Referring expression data
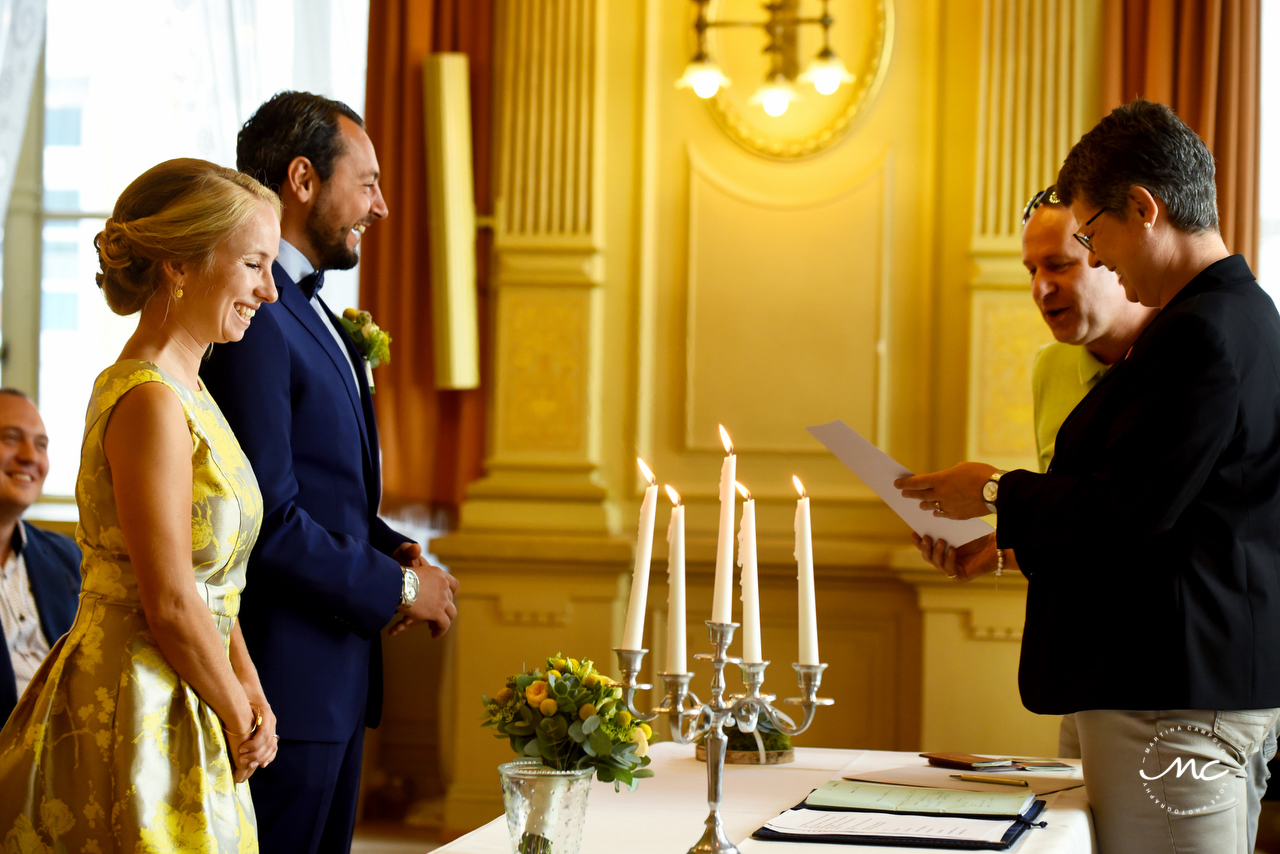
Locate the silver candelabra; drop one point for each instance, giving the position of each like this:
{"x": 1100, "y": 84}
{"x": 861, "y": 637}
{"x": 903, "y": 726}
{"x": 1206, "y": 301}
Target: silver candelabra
{"x": 690, "y": 718}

• Task directions:
Output every entry word for word, but omit the pictures.

• Task result:
Locate the silver candelabra; drop one point for each instance, giving the position of each like this:
{"x": 1100, "y": 84}
{"x": 861, "y": 637}
{"x": 903, "y": 726}
{"x": 1206, "y": 301}
Target: silver candelabra
{"x": 690, "y": 718}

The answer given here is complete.